— start SELECTED EXTRACT —
Beyond the Sky and the Earth_ A Journey Into Bhutan - Jamie Zeppa [61]
I have one kerosene stove (used only for boiling water), a plastic jerry can, and a shining new gas stove with cylinder. A few tin plates, mugs and tumblers. Three spoons. A flour sifter, a tea strainer. One sharp knife. Two woven bamboo baskets, an assortment of empty cans with plastic lids. A frying pan, a pressure cooker, two pots. A beer bottle with the label washed off (the rolling pin), two shoulder pads (the oven mitts), one plastic bag full of plastic bags and one water filter. Overall it is still the ugliest, coldest, dirtiest, bleakest, barest, least comfortable kitchen I have known, but I have everything I need.
First-term exams have finished, and I have just started marking class II C’s science papers. Even the preprimary students wrote exams. All week, students wandered around the school yard memorizing their textbooks. Class II C wanted to join them. “We have to by-heart it,” they said.
“No, you don’t have to by-heart it,” I argued. “You have to understand it. Do you understand it?”
“Yes, miss.”
I pour boiling water into the tin mug, stir in coffee powder and carry it to my desk, where the papers are stacked up. What is a shrub? A shrub is a shrub. Shrub is mugspit. I am not a shrub. The shrub’s name is Miss Jammy. Shrub is I don’t kanow Miss. Most of them fail science. Maybe I should have let them by-heart it. I press my head against the window. I don’t kanow Miss.
Outside, the wind picks up, sounding strange and ominous, and a flock of crows settles on the edge of the playing field. From a neighbor’s house the sounds of a puja, horns and drums and a chanted prayer, rise up over the crying of a baby. The puja is for the baby who is thinner and more yellow each time I see her. I swat at the flies that buzz angrily around my head. I cannot grade any more papers. I have to get out. I open the door to find Lorna climbing the staircase. “Howdy,” she says. “Wanna go shopping with me tomorrow in Samdrup Jongkhar?”
Samdrup Jongkhar, on the Indo-Bhutan border, is three hours away from Pema Gatshel by truck. At the orientation in Thimphu, it was referred to as sort of a shopper’s paradise for eastern Bhutan, where Indian goods of every kind were readily available. “Are you kidding?” I say. “Let’s go right now! ”
— end SELECTED EXTRACT —
— start RAW RECORDS —
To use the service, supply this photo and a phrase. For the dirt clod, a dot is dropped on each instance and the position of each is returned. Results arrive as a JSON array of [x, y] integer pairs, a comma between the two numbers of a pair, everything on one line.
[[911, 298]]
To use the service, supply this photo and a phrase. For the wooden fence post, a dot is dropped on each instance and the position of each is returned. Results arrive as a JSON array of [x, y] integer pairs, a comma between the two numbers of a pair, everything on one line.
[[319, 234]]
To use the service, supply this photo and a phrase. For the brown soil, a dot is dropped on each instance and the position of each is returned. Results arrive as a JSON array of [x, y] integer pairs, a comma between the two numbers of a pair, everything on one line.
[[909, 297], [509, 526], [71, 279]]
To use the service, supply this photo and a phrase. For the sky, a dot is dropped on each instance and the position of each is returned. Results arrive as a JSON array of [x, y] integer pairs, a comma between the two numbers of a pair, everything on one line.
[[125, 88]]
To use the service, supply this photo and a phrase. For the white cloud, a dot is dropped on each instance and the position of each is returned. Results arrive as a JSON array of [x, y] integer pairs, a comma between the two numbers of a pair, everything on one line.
— end RAW RECORDS —
> EXERCISE DIRECTIONS:
In the extract about Bhutan, turn the paragraph beginning "I have one kerosene stove" into a shorter bulleted list that keeps its main facts. Work only from the extract about Bhutan, not from the material.

> TASK ANSWER:
- Stoves: one kerosene stove (only for boiling water) and a new gas stove with cylinder
- Water: a plastic jerry can and a water filter
- Tableware: a few tin plates, mugs and tumblers; three spoons
- Tools: a flour sifter, a tea strainer, one sharp knife
- Storage: two woven bamboo baskets, empty cans with plastic lids, a plastic bag full of plastic bags
- Cookware: a frying pan, a pressure cooker, two pots
- Substitutes: a label-free beer bottle as a rolling pin, two shoulder pads as oven mitts
- Verdict: still the ugliest, coldest, dirtiest, bleakest, barest and least comfortable kitchen the writer has known, but it has everything needed